> PROBLEM TO SOLVE: Extract each line of the records below that contains the string "stone". Count only matches with the same capitalization.

* * * * *

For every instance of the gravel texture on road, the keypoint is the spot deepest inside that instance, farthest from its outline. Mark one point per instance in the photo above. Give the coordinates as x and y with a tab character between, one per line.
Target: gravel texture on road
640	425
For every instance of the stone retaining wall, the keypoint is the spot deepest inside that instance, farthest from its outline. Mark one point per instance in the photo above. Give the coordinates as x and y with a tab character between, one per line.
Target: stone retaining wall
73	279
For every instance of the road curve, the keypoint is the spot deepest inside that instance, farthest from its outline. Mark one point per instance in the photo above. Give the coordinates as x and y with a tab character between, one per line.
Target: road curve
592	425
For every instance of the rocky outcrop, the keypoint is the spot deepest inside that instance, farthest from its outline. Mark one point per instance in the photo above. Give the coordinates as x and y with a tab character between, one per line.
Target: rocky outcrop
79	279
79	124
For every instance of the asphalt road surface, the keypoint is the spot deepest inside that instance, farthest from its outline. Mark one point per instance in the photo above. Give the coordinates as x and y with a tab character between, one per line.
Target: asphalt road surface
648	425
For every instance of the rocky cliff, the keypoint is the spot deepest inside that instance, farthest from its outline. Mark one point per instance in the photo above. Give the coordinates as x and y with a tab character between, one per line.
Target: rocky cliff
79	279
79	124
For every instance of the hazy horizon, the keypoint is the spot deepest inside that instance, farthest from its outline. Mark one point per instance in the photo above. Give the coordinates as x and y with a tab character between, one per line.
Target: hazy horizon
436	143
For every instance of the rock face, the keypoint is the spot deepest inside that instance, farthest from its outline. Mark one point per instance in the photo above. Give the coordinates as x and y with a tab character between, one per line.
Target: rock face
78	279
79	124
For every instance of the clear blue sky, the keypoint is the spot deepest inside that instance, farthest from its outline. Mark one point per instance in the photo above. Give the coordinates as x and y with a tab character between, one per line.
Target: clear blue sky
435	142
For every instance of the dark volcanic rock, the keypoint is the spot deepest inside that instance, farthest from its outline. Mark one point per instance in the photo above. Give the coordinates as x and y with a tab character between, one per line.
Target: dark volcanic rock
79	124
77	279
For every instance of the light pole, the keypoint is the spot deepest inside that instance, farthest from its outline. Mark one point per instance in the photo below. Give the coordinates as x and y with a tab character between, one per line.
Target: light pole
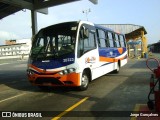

* * * * *

> ANSWER TO THE PROBLEM:
For every instance of the stone retaining wall, the keypoint is the spot deepest inside that instance, farthest from its outline. Mark one point per instance in the photo above. Give the coordinates as x and y with a tab character between, one per line.
Target: stone retaining wall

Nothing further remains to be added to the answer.